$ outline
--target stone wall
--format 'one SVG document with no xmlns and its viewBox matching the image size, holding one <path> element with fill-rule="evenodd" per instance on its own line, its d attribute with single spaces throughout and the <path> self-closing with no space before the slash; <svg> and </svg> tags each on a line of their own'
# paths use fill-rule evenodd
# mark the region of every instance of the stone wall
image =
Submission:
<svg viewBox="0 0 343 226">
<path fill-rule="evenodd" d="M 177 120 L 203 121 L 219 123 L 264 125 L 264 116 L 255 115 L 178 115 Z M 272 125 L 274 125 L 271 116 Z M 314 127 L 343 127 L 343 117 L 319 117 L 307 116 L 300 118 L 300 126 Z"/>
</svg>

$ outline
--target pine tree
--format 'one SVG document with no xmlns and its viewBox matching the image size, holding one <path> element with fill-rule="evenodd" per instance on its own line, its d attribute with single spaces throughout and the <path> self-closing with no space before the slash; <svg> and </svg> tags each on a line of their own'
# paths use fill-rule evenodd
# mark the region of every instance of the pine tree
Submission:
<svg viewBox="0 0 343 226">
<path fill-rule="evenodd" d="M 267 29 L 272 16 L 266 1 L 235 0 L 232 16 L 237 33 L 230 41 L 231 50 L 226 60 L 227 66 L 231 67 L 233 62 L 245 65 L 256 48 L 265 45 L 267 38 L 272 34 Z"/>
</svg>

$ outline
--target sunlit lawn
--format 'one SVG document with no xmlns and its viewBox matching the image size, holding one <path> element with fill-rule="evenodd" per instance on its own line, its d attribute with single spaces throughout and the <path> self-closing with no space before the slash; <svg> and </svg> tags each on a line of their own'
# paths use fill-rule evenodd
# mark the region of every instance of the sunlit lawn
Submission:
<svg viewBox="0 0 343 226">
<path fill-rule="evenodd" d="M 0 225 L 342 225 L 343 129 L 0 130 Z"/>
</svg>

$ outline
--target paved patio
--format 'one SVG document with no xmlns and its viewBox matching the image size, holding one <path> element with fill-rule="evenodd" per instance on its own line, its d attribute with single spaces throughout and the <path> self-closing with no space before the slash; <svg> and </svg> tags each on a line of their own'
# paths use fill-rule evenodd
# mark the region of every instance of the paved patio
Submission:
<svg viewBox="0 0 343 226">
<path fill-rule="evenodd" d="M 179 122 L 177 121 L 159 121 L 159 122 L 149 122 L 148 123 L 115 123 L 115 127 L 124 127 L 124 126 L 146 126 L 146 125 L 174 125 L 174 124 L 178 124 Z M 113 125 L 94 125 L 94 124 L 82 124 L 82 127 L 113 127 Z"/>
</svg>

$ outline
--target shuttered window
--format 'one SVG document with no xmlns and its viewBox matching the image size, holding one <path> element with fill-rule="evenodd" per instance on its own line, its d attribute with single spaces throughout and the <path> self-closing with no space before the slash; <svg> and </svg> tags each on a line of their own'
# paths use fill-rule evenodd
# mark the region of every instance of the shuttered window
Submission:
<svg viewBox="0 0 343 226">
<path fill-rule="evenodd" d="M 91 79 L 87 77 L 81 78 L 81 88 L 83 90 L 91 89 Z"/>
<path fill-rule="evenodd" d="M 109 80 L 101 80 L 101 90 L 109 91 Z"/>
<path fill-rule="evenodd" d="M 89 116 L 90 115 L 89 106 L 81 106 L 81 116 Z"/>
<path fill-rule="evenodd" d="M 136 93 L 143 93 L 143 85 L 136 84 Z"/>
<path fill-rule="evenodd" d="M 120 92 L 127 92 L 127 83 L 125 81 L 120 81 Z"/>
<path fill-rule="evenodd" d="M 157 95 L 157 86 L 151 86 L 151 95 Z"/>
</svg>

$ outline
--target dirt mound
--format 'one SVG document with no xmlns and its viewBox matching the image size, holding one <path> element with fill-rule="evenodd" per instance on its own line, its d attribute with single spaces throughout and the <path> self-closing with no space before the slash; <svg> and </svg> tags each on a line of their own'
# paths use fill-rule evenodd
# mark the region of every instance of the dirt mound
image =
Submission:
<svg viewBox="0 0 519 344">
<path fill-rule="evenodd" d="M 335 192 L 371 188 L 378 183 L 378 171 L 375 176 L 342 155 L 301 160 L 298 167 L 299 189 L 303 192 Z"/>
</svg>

Your objective –
Gather every line above that contains the word "window", and copy each of those lines in full.

Task result –
--target shuttered window
# mark the region of every instance of the shuttered window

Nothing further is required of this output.